* Start Records *

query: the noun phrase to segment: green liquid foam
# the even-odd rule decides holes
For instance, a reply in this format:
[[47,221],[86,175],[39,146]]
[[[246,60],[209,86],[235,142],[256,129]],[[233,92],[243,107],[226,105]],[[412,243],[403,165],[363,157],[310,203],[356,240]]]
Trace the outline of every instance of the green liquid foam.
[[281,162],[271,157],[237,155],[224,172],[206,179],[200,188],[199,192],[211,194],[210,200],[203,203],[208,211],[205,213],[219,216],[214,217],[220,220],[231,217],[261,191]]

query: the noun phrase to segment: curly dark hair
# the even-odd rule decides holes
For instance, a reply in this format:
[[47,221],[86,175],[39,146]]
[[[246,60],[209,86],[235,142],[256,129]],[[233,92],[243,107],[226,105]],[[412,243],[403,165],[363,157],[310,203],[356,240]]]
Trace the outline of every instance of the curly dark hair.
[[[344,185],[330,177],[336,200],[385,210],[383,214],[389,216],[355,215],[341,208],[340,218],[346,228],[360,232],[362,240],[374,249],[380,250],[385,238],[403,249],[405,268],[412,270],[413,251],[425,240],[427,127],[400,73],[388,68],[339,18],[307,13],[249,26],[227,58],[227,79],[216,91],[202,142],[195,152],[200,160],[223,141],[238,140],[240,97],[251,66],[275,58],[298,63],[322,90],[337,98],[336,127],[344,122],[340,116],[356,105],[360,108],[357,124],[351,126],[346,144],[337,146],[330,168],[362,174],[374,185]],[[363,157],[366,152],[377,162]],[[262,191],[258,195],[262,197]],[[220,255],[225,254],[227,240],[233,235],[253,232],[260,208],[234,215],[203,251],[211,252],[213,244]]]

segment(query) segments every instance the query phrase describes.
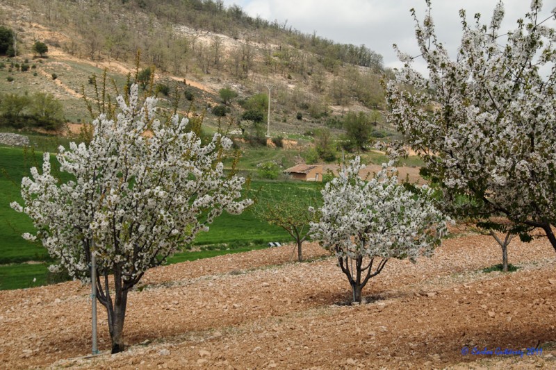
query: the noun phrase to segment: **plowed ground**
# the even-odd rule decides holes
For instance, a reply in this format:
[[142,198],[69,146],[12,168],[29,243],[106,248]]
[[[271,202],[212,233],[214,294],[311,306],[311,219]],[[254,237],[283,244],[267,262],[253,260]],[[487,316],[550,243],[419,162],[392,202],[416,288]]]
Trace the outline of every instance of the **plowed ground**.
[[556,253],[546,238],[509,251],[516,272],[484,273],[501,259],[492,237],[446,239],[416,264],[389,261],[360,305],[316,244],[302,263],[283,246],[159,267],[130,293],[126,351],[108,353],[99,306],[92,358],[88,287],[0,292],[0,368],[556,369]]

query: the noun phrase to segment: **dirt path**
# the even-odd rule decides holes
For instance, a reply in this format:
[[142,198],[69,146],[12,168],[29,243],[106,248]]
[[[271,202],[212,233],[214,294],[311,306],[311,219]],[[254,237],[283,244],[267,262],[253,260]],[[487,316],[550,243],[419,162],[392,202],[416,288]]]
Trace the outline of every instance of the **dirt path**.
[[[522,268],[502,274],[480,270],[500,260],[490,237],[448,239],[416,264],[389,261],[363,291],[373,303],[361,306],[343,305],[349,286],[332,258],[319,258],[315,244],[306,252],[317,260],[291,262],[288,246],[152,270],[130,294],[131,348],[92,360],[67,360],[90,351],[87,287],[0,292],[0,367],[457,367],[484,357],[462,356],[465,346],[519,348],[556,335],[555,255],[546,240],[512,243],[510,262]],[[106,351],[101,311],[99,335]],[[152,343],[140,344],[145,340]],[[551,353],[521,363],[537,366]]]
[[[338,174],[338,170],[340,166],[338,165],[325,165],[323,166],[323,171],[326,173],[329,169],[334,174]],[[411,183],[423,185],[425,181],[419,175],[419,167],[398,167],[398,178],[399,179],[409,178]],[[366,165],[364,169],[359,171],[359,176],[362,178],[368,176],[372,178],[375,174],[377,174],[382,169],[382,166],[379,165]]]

* End Records *
* Start Records *

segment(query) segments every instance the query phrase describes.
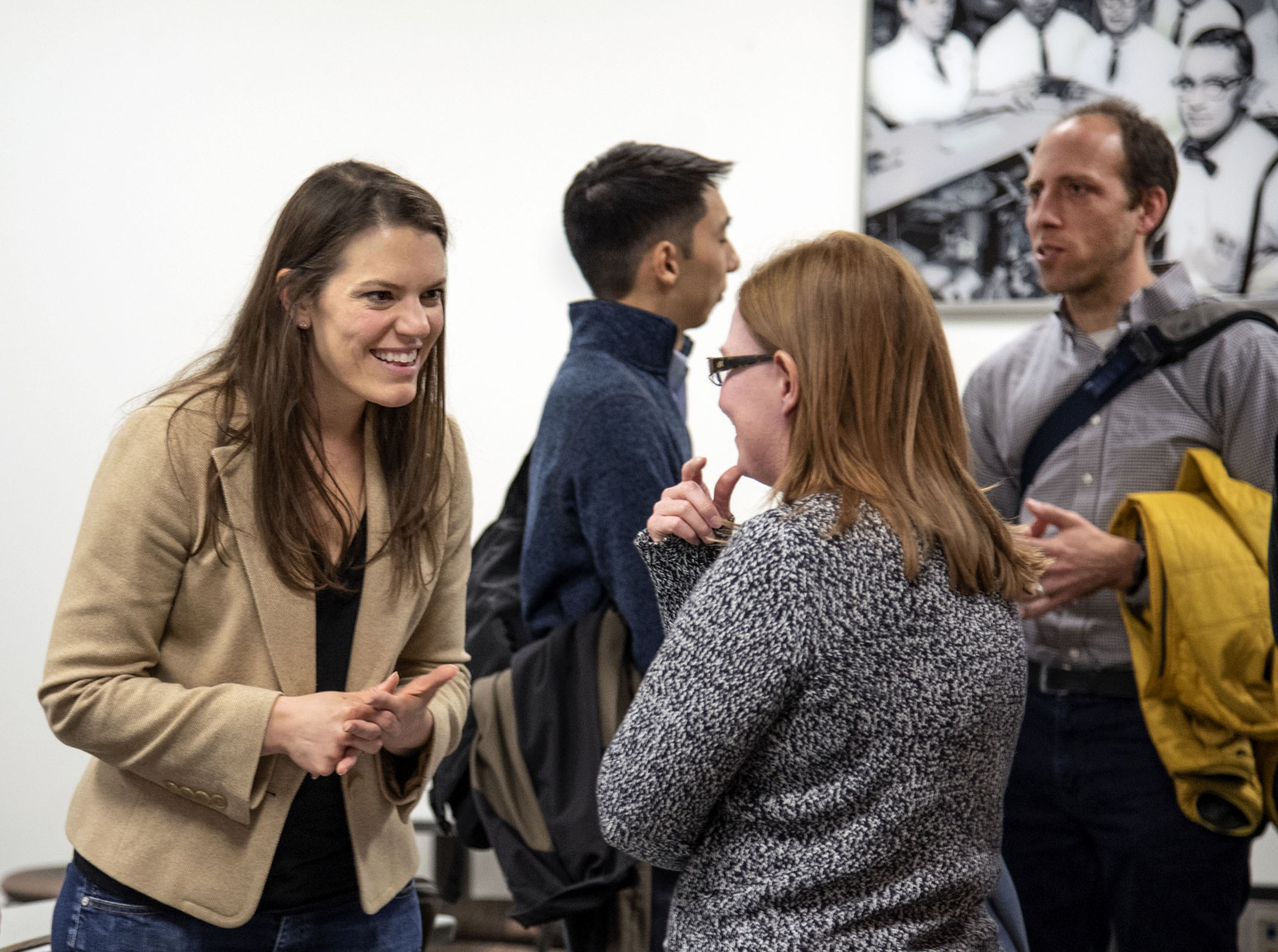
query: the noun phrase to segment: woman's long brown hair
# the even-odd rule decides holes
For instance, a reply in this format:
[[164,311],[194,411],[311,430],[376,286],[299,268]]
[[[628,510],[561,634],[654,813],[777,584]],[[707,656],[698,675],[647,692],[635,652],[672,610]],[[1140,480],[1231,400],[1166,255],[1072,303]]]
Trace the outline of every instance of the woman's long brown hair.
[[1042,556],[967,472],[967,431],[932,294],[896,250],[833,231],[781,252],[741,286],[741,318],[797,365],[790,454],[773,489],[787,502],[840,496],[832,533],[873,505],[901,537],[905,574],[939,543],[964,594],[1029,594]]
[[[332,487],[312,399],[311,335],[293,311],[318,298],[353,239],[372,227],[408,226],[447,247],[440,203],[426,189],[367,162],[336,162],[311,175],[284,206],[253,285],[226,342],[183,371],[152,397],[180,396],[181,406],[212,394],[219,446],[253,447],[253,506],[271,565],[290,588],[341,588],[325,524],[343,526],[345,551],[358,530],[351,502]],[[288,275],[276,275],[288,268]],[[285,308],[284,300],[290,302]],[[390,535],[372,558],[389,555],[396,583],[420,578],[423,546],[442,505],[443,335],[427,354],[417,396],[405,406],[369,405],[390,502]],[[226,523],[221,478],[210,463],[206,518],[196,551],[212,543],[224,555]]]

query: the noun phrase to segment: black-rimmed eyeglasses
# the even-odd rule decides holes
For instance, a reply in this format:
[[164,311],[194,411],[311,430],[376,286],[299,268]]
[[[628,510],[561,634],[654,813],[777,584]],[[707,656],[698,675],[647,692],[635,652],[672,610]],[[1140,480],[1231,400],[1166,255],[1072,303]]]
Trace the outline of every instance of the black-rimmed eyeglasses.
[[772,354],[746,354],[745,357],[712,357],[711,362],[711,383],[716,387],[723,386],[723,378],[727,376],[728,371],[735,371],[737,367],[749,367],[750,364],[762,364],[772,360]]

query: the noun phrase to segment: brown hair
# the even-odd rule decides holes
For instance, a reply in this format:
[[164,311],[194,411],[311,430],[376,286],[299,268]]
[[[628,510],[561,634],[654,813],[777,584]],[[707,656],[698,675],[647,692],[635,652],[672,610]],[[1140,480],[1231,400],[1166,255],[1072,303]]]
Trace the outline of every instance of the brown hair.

* End Records *

* Exercise requirements
Rewrite the stretch of the items above from the line containing "query: the noun phrase to segment: green" through the line containing "Trace the outline of every instance of the green", with "froth" in place of "foam" and everything else unchanged. Return only those lines.

* Reply
query: the noun phrase to segment: green liquid froth
# the even-odd rule decides holes
For instance, a reply in this format:
[[47,221],[86,175],[39,146]]
[[[246,60],[209,86],[235,142],[256,129]],[[233,92],[243,107],[226,105]],[[412,243],[403,165],[363,157],[310,203],[356,240]]]
Trace the outline of every instance of the green liquid froth.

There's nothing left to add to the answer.